■ Deine Aufgaben ■
1. Fasse den Absatz im ausgewählten Text, der mit „Andreas: Was heißt interessiert?“ beginnt, als kurze Stichpunktliste zusammen. Die wesentlichen Aussagen sollen erhalten bleiben.
2. Ermittle, wie viele Zeilen der Einträge die Zeichenfolge „dark“ enthalten, wobei Groß- und Kleinschreibung zählt. Gib nur die Zahl an.

■ Ausgewählter Text ■

+---+

Pacific 231 (1949)



… oder Neues vom Hofbauer-Kommando.

 

Neulich auf der Herrentoilette.

Sano: Gestern habe ich einen erstaunlichen Film gesehen. Pacific 231 von Jean Mitry.

Andreas: Ah ja, ich erinnere mich. Von dem hat Ernst Hofbauer zu Beginn seiner Karriere oft gesprochen.

Sano: Wirklich? Ernst Hofbauer, der Schmuddelfilmer der Schulmädchenreihe hat sich in seiner Jugend für die filmische Avantgarde zu begeistern gewusst? Ich hätte nicht gedacht, dass so jemanden die Werke der Franzosen interessiert haben könnten.

Andreas: Was heißt interessiert? Das waren die Grundlagen von denen aus Hofbauer seine eigene Sicht auf die Welt, seinen eigenen Stil entwickelt hat. Die Schulmädchenreportfilme waren damals inhaltlich wie formal bahnbrechend, und haben die Möglichkeiten der Filmsprache in eine neue Hemisphäre dringen lassen. Ein Präzedenzfall der Filmgeschichte, dass die kommerziell erfolgreichste Filmreihe auch vom – neben Adrian Hoven – wichtigsten und unterschätztesten deutschen Nachkriegsregisseur hervorgebracht wurde. Pacific 231 ist dafür als Schlüsselfilm zu betrachten, der Samen aus dem dann später die Frucht hervorging.

+---+

■ Bereitgestelltes Material ■
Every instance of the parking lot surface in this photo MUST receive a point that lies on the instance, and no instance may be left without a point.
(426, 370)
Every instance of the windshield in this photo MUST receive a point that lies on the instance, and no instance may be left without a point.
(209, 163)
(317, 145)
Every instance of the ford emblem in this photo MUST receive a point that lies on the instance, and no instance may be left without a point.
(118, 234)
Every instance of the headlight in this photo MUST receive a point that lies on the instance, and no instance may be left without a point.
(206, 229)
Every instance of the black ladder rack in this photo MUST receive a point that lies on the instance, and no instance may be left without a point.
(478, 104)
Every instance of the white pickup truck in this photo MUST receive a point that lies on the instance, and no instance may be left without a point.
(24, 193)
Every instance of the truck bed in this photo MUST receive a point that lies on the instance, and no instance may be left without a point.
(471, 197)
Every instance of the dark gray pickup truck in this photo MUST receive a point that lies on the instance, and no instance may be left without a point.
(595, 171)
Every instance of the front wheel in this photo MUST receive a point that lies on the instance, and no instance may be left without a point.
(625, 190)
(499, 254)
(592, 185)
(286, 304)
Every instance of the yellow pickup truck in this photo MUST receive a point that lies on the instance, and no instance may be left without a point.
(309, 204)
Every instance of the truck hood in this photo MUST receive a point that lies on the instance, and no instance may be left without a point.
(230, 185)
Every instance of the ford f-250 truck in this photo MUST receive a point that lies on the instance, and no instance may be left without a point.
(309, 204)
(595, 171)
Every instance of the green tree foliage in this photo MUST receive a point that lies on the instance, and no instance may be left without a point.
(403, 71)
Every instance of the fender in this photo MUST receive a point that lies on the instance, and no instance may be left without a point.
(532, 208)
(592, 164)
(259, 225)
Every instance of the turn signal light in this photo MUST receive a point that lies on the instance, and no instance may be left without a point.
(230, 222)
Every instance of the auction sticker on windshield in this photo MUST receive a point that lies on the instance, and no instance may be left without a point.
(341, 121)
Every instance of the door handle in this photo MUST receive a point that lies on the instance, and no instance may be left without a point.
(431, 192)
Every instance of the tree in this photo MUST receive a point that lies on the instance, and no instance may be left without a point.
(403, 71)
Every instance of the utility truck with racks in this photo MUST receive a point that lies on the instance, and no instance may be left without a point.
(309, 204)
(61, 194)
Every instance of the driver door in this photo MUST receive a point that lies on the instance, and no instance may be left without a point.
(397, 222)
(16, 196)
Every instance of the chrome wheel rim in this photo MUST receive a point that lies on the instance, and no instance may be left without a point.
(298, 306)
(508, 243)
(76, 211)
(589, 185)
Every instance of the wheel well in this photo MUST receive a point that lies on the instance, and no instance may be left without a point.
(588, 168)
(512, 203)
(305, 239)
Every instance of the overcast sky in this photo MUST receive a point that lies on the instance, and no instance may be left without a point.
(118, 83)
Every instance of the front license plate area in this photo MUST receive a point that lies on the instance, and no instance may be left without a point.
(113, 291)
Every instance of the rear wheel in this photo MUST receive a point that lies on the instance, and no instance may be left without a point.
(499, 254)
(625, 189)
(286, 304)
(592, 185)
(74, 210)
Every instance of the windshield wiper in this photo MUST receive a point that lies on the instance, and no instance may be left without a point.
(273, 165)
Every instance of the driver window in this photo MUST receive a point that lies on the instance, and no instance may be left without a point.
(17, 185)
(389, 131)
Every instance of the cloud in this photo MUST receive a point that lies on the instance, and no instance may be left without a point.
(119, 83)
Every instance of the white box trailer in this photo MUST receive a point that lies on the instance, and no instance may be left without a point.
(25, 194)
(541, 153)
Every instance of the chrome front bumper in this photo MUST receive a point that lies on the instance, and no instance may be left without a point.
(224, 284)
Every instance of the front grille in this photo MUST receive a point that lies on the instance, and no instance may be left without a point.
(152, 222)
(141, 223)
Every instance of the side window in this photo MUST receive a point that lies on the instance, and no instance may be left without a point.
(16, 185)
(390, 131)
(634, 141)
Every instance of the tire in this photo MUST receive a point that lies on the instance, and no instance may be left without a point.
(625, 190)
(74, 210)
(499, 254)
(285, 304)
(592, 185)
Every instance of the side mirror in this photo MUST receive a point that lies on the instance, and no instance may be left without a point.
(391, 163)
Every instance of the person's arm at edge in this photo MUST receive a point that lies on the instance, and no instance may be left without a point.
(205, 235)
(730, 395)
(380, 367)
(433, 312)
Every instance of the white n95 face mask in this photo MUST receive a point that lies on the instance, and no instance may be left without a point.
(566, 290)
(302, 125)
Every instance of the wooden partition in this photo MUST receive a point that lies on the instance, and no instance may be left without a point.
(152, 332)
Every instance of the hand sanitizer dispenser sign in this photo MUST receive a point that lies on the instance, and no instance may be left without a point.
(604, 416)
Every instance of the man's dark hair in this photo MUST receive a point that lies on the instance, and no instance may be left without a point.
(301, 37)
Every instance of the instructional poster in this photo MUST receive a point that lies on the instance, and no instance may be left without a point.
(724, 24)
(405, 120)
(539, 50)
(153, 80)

+---+

■ Schriftliche Antworten ■
1.
- Es ging nicht bloß um Interesse: Das waren die Grundlagen, von denen aus Hofbauer seine eigene Sicht auf die Welt und seinen eigenen Stil entwickelte.
- Die Schulmädchenreportfilme waren damals inhaltlich wie formal bahnbrechend und erweiterten die Möglichkeiten der Filmsprache.
- Einen Präzedenzfall der Filmgeschichte sieht Andreas darin, dass die kommerziell erfolgreichste Filmreihe vom wichtigsten und unterschätztesten deutschen Nachkriegsregisseur neben Adrian Hoven stammt.
- Pacific 231 gilt dafür als Schlüsselfilm, als Samen, aus dem später die Frucht hervorging.

2. 2